Top of INFORMATION SUPPLIED

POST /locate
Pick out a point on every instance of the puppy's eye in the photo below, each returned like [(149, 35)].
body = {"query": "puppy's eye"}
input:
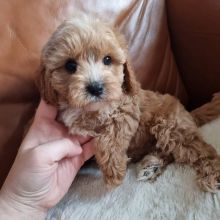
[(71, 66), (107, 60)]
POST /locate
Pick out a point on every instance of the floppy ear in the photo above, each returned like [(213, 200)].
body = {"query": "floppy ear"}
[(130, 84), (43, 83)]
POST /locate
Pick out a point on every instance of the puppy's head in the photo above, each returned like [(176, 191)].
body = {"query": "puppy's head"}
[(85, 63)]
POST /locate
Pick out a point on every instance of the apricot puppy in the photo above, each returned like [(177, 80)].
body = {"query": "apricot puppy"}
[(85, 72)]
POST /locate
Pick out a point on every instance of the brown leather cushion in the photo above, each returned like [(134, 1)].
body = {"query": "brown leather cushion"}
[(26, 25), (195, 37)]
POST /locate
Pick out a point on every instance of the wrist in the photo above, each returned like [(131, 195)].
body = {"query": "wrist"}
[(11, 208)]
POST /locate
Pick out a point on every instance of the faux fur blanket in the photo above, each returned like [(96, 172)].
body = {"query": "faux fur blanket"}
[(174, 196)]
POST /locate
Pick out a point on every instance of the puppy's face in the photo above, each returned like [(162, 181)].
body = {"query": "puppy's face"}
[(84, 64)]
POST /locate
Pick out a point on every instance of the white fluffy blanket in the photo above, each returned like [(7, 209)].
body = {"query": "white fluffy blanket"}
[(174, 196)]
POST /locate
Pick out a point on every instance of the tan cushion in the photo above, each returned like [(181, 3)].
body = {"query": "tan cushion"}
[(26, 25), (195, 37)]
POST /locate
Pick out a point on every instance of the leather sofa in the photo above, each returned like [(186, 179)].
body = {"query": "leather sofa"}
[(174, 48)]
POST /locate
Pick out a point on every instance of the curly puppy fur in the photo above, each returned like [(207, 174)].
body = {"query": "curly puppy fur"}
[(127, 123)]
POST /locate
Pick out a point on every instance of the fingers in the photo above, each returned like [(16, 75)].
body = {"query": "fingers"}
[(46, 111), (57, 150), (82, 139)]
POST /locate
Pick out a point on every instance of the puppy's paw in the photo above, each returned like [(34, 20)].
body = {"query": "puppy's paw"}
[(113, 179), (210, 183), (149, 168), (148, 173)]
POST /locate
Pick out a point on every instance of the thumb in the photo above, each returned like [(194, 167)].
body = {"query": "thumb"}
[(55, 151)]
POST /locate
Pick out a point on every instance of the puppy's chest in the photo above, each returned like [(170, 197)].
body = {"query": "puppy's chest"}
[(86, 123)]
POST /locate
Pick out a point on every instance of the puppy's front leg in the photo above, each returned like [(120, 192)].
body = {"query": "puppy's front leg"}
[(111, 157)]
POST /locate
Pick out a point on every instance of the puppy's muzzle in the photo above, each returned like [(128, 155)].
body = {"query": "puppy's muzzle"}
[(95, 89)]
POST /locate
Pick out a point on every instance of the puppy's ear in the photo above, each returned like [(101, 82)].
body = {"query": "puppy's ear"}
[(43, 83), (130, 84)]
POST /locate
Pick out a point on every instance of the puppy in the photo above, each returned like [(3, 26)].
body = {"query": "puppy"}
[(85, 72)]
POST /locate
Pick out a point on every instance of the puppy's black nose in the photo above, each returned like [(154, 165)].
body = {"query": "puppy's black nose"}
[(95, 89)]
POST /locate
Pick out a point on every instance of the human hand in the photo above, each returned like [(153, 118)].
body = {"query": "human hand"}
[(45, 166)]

Bottom of INFORMATION SUPPLIED

YOUR OBJECTIVE -
A word-for-word copy of the data above is needed, one that omits the pictures.

FINISHED TASK -
POST /locate
Pick out a point on every instance of the puppy's eye in the photo below, each returned like [(149, 35)].
body = {"query": "puppy's eye"}
input:
[(71, 66), (107, 60)]
POST /locate
Pick out a point on every instance of the floppy ear in the photo above, each returned like [(213, 200)].
body = {"query": "floppy ear"}
[(130, 84), (43, 83)]
POST /locate
Pick out a point on every instance of the puppy's head in the photo above, each returned like [(176, 191)].
body = {"query": "puppy's head"}
[(85, 63)]
POST /locate
Pick out a point on every instance of the apricot puppy in the photo above, each returned like [(177, 80)].
body = {"query": "apricot puppy"}
[(85, 72)]
POST /locate
Pick out a point on every instance of the brown leather cushion in the photo above, each returned like [(134, 1)].
body = {"query": "brown leather cushion"}
[(26, 25), (195, 37)]
POST /locate
Pick out a point on every instance of the wrist in the photo above, each returned like [(131, 195)].
body = {"query": "wrist"}
[(11, 208)]
POST /locate
Pick out a point on every instance of the faux fur blanket in the photo above, each returned like [(96, 172)].
body = {"query": "faux fur blanket"}
[(174, 196)]
POST /locate
Pick out a point on every instance of the puppy's face in the photo above, each returned like [(162, 181)].
body = {"query": "puppy's face"}
[(84, 64)]
POST /locate
Pick out a point on every instance of the white fluffy blanket in the photo above, each returned like [(7, 209)].
body = {"query": "white fluffy blanket"}
[(174, 196)]
POST /locate
Pick out a point on every instance of the tan cushion in the photo above, each returned like [(181, 3)].
body = {"query": "tan cushion"}
[(26, 25), (195, 37)]
POST /locate
Pick out a point on every instance of the leather sofa in the photo above, each returned like [(186, 179)].
body = {"query": "leather sofa"}
[(174, 48)]
POST /locate
Pick out a point on every instance of the curly puppy fur in the photo above, each returned like [(207, 174)].
body = {"query": "curly puppy fur"}
[(127, 123)]
POST /locate
Pick out a point on every instance of the fingers in the photo above, each returned like [(16, 75)].
body = {"query": "fingers"}
[(46, 111), (57, 150), (82, 139)]
POST /locate
Pick out a point on every instance of the puppy's paw in the photo above, each returned like [(34, 20)].
body = {"query": "puppy's paw"}
[(113, 179), (210, 183), (149, 168), (148, 173)]
POST /locate
Pick out a point on every instance of the thumb in the photo above, each returned like [(194, 167)].
body = {"query": "thumb"}
[(55, 151)]
POST /locate
Pick out a point on every instance of the puppy's chest in the photo above, each returned like [(170, 197)].
body = {"query": "puppy's chest"}
[(86, 123)]
POST /locate
Pick out a point on every instance of the puppy's front leg in the photo above, each returned like [(120, 192)].
body = {"query": "puppy's front leg"}
[(111, 157)]
POST /locate
Pick out a point on every instance of the puppy's muzzle in the photo above, each returned like [(128, 155)].
body = {"query": "puppy's muzzle"}
[(95, 89)]
POST /locate
Pick out a point on every instance of the puppy's ear in the photo above, each returned like [(101, 82)].
body = {"query": "puppy's ear"}
[(43, 83), (130, 84)]
POST /locate
Pick out a point on every instance of the puppy in the photo above, each returned like [(3, 26)].
body = {"query": "puppy"}
[(85, 72)]
POST /locate
Pick out a point on every instance of the puppy's black nose in the photo above, each returned like [(154, 165)].
body = {"query": "puppy's black nose"}
[(95, 89)]
POST /locate
Pick out a point on every instance of the human hand in the photo above, each returned like [(153, 118)].
body = {"query": "human hand"}
[(45, 166)]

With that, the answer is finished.